**Instructions for the task:** Print exactly the lines from the line with "In this picture, where can the metal" to the last line of the data, please, both included.

**Records supplied:**
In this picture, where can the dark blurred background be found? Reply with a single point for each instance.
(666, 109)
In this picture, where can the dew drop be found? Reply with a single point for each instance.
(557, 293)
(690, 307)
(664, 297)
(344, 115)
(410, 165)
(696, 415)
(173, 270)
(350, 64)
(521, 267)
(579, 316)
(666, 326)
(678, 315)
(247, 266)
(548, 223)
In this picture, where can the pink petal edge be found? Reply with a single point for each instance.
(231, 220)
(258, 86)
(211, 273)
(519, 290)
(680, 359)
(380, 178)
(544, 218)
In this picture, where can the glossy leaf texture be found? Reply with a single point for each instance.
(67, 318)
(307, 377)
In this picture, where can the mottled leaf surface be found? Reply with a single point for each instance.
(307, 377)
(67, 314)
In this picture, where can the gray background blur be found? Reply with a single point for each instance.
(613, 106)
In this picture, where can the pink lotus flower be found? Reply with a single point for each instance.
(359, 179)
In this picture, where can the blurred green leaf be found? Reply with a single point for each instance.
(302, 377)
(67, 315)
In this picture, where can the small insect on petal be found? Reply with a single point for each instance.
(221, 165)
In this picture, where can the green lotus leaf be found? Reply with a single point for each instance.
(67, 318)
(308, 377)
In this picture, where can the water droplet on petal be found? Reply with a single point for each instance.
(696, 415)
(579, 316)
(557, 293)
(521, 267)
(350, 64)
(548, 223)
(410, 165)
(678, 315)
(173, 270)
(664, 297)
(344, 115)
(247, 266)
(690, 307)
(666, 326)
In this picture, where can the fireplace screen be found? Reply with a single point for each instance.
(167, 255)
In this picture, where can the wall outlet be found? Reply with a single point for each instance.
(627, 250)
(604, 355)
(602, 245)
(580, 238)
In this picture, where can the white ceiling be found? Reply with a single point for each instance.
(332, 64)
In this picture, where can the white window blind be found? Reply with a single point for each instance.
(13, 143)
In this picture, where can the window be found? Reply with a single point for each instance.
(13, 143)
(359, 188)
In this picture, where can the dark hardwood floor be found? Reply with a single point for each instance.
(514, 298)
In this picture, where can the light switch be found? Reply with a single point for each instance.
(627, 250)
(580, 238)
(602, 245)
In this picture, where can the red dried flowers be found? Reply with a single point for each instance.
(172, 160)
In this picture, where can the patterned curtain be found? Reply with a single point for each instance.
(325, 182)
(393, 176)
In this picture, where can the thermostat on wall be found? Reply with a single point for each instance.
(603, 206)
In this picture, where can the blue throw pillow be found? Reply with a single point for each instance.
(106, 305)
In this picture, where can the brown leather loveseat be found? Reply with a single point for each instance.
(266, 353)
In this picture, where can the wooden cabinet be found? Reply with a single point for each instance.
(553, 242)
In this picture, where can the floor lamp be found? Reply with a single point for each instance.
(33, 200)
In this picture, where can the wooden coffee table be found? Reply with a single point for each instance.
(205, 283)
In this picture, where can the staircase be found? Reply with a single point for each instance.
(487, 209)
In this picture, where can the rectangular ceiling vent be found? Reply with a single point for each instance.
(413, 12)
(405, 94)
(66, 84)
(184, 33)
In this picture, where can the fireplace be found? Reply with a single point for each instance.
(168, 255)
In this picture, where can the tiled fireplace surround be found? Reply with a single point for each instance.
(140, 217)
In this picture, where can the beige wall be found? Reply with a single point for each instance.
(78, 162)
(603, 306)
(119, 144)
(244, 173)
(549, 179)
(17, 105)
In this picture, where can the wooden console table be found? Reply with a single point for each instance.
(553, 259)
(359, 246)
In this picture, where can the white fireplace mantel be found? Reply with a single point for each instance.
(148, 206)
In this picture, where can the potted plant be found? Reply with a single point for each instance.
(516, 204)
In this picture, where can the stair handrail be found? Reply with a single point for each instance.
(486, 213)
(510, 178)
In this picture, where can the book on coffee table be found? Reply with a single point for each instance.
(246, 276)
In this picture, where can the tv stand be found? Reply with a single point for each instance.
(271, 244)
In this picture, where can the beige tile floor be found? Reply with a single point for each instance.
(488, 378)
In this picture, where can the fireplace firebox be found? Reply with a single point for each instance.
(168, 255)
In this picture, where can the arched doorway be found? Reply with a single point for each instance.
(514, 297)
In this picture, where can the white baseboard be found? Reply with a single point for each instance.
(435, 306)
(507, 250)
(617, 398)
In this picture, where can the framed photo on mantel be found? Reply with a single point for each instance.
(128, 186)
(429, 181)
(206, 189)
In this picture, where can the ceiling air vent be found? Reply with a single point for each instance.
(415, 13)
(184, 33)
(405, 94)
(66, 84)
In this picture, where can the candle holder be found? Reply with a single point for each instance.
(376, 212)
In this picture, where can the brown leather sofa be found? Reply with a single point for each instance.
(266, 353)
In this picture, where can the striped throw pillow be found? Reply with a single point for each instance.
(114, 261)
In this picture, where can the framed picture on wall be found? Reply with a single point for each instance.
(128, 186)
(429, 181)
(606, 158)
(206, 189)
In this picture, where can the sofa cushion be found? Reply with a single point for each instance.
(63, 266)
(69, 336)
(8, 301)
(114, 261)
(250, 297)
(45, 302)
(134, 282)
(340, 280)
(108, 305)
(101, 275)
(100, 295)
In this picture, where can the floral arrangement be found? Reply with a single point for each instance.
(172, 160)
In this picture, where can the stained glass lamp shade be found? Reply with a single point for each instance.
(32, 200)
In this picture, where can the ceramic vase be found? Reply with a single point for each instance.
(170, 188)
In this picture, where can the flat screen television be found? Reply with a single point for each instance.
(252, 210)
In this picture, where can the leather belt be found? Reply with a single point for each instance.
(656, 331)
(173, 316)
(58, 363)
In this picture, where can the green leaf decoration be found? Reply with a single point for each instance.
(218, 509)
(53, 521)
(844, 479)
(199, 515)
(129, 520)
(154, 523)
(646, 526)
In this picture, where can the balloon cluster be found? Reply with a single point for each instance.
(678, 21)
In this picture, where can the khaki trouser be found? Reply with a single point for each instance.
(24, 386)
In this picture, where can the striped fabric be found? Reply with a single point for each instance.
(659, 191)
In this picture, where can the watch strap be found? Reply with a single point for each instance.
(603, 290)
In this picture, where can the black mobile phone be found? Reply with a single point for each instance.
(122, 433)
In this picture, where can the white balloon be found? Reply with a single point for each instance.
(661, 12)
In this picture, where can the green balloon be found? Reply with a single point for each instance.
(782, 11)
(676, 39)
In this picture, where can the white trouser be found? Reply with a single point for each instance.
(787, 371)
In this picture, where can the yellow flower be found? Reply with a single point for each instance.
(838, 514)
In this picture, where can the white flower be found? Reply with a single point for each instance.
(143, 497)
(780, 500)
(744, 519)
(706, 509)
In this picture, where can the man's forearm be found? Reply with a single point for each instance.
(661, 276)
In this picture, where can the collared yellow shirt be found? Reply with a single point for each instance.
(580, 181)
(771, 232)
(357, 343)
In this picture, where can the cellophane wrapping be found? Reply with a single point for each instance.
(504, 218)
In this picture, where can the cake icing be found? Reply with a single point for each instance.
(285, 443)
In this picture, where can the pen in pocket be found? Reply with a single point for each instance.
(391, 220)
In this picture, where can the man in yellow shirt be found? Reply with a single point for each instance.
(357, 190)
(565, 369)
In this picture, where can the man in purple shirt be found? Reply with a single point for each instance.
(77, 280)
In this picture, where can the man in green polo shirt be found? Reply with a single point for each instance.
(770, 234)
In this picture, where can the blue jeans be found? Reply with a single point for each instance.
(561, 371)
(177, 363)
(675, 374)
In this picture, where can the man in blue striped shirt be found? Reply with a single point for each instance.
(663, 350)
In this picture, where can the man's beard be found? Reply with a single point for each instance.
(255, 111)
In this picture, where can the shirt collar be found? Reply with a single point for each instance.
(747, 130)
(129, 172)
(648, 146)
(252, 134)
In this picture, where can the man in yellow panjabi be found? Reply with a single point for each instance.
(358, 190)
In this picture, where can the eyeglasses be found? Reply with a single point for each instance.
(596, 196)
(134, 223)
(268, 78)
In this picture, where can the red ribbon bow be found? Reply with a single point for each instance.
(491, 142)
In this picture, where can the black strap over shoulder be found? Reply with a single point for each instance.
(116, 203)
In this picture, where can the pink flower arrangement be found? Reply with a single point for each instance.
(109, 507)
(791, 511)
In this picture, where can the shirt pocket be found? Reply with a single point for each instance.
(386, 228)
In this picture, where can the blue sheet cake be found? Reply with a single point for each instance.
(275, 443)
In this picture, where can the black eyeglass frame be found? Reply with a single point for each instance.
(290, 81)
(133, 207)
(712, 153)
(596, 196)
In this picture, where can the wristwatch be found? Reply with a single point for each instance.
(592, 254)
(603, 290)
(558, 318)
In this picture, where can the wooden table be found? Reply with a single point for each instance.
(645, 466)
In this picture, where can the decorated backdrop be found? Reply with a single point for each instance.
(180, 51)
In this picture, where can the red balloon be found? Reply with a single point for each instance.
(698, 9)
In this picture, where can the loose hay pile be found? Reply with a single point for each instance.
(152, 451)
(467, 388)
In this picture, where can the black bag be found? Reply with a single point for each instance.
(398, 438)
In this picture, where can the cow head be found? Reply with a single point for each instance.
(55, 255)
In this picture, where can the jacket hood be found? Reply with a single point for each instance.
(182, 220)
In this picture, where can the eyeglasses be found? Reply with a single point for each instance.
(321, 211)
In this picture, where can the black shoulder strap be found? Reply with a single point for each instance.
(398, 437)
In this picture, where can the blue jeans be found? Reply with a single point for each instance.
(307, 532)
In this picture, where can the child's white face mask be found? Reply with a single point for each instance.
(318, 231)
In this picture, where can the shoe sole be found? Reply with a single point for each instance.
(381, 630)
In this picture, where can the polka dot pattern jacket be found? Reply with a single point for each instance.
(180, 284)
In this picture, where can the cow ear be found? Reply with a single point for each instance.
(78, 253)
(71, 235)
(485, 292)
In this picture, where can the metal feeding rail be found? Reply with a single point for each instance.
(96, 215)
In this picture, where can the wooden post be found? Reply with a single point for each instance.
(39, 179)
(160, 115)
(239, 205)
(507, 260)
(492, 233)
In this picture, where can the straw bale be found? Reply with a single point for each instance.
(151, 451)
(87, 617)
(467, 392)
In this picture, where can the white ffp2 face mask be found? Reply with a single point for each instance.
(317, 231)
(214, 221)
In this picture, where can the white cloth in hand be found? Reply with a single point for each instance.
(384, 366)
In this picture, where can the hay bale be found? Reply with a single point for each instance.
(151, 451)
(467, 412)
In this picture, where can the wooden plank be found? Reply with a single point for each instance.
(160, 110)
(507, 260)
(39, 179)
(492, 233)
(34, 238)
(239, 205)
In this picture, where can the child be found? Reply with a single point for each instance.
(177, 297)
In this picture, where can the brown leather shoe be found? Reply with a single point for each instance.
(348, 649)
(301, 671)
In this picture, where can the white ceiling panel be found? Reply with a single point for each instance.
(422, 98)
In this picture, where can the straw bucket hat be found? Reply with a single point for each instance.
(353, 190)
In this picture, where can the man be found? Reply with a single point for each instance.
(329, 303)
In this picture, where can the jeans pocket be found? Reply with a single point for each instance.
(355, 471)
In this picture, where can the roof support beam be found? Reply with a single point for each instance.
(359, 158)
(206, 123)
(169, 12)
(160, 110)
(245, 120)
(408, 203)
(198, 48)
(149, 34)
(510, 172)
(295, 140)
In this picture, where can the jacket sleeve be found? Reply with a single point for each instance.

**Exercise output:**
In this picture, where can the metal feeding rail be found? Reply with a single point for each instance.
(96, 215)
In this picture, where can the wooden post be found? Reply with a single point for each instance.
(39, 179)
(160, 115)
(239, 205)
(507, 260)
(492, 233)
In this picture, where can the straw bale be found? Reply with a single point for each instance.
(151, 451)
(87, 617)
(467, 392)
In this picture, where can the white ffp2 face mask be found? Reply with a single point for each instance.
(317, 231)
(214, 221)
In this picture, where can the white cloth in hand be found? Reply with a single point for each instance.
(384, 366)
In this picture, where can the hay bale be found? Reply with a single point for each instance.
(151, 451)
(467, 412)
In this picture, where can the wooden plank be found? Reply with a single point for each instance.
(160, 110)
(507, 260)
(39, 179)
(492, 233)
(34, 238)
(239, 205)
In this picture, where can the child be found? Reply with a single point for each instance.
(177, 297)
In this picture, where can the brown leather shoe be found? Reply with a single point for each instance.
(348, 649)
(301, 671)
In this picture, where can the white ceiling panel be found? Reply with a single point for each instance.
(422, 98)
In this picture, where can the straw bucket hat be found? Reply with a single point for each instance.
(353, 190)
In this picture, where can the man be found? Reply with a single point for each instance.
(329, 303)
In this picture, where can the jeans pocket be found? Reply with a single point for each instance.
(355, 471)
In this picture, where can the roof support beam be found? Reply with a single point for each instance.
(359, 158)
(206, 123)
(169, 12)
(160, 110)
(245, 120)
(408, 203)
(198, 48)
(149, 34)
(510, 172)
(295, 140)
In this picture, where can the jacket sleeve be found? Reply with a single point for each instance.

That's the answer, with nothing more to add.